(Activity) From the entries below, return every line that includes the word "transom".

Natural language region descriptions
====

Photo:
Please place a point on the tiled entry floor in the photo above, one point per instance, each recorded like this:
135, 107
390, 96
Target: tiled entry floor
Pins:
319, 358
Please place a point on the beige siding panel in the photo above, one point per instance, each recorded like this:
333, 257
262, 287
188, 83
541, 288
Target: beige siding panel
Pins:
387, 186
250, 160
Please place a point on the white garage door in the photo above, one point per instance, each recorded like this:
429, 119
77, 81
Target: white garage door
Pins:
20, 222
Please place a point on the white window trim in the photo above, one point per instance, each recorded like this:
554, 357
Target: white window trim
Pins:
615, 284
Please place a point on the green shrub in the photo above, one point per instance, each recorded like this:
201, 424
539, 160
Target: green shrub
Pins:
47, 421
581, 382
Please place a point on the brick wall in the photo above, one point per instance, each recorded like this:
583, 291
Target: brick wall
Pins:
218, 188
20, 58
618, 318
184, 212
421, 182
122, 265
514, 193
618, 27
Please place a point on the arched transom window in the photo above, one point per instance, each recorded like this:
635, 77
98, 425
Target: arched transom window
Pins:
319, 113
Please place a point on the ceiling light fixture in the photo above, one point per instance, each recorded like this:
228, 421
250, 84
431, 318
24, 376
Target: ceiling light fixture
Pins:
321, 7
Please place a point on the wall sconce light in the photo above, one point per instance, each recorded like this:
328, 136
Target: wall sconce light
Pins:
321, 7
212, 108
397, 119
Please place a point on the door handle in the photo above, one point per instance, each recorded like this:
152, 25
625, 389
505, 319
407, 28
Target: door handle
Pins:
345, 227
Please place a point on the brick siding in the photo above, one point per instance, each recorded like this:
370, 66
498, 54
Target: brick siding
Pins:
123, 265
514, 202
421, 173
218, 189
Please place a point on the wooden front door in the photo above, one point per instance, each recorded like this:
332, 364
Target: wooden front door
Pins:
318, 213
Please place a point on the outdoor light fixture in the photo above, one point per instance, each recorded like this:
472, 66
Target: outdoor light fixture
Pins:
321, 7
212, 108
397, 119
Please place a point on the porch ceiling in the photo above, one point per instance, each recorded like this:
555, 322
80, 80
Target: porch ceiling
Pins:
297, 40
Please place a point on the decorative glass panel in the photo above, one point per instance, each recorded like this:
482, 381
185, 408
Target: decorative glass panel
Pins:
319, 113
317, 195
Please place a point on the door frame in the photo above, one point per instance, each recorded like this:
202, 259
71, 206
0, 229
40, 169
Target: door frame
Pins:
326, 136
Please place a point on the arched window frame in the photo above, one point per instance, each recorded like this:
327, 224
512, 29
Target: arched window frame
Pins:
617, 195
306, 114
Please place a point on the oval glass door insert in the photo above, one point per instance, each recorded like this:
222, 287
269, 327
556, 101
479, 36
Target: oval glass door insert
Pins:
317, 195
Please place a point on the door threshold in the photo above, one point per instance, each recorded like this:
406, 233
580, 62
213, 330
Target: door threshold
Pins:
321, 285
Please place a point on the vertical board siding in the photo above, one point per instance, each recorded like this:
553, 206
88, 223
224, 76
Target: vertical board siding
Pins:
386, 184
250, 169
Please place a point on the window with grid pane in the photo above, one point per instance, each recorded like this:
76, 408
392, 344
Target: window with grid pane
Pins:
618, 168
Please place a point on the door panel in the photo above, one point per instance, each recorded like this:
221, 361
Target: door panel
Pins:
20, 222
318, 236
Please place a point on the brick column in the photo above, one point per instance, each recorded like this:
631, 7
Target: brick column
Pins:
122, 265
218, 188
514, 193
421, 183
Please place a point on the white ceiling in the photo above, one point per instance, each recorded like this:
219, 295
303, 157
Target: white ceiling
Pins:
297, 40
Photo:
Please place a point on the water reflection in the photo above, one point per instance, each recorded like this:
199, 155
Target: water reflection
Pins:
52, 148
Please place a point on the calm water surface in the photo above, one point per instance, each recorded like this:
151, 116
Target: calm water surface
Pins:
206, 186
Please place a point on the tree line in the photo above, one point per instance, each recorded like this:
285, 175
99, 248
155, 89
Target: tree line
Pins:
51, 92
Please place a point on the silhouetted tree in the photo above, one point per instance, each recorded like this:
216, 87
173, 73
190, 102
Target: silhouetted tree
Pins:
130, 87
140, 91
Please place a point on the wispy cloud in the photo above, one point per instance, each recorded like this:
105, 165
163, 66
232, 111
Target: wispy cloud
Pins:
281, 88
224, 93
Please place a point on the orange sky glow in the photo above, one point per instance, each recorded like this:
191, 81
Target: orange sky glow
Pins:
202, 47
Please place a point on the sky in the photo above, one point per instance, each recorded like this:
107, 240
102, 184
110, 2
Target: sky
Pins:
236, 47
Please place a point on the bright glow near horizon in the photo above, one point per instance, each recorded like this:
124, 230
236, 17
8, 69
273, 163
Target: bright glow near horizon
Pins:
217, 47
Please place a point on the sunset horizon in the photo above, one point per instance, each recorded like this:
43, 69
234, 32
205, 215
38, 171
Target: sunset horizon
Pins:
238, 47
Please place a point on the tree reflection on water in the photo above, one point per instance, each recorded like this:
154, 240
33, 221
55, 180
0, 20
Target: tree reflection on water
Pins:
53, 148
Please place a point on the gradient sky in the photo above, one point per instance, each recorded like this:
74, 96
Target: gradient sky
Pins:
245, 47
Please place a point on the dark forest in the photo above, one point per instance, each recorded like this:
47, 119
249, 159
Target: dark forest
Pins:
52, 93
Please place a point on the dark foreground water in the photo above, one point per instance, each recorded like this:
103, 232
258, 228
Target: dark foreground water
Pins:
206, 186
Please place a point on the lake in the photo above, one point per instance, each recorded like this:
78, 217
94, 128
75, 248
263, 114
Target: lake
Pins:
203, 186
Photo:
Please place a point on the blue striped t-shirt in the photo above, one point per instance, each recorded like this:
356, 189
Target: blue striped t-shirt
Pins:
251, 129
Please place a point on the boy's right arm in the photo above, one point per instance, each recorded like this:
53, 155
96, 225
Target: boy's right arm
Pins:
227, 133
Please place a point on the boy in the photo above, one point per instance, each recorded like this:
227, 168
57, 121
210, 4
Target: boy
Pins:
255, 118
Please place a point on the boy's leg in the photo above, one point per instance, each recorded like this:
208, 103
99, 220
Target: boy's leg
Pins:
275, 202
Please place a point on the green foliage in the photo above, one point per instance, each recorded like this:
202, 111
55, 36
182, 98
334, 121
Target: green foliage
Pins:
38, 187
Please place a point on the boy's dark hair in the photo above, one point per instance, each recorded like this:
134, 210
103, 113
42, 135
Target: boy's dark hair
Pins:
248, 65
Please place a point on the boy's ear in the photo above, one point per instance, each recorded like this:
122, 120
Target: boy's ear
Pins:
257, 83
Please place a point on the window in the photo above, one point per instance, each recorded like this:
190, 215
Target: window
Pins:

====

(The answer)
Please place a point on the arched transom window in the photo above, one point per instance, each recorded like this:
Target: arched transom window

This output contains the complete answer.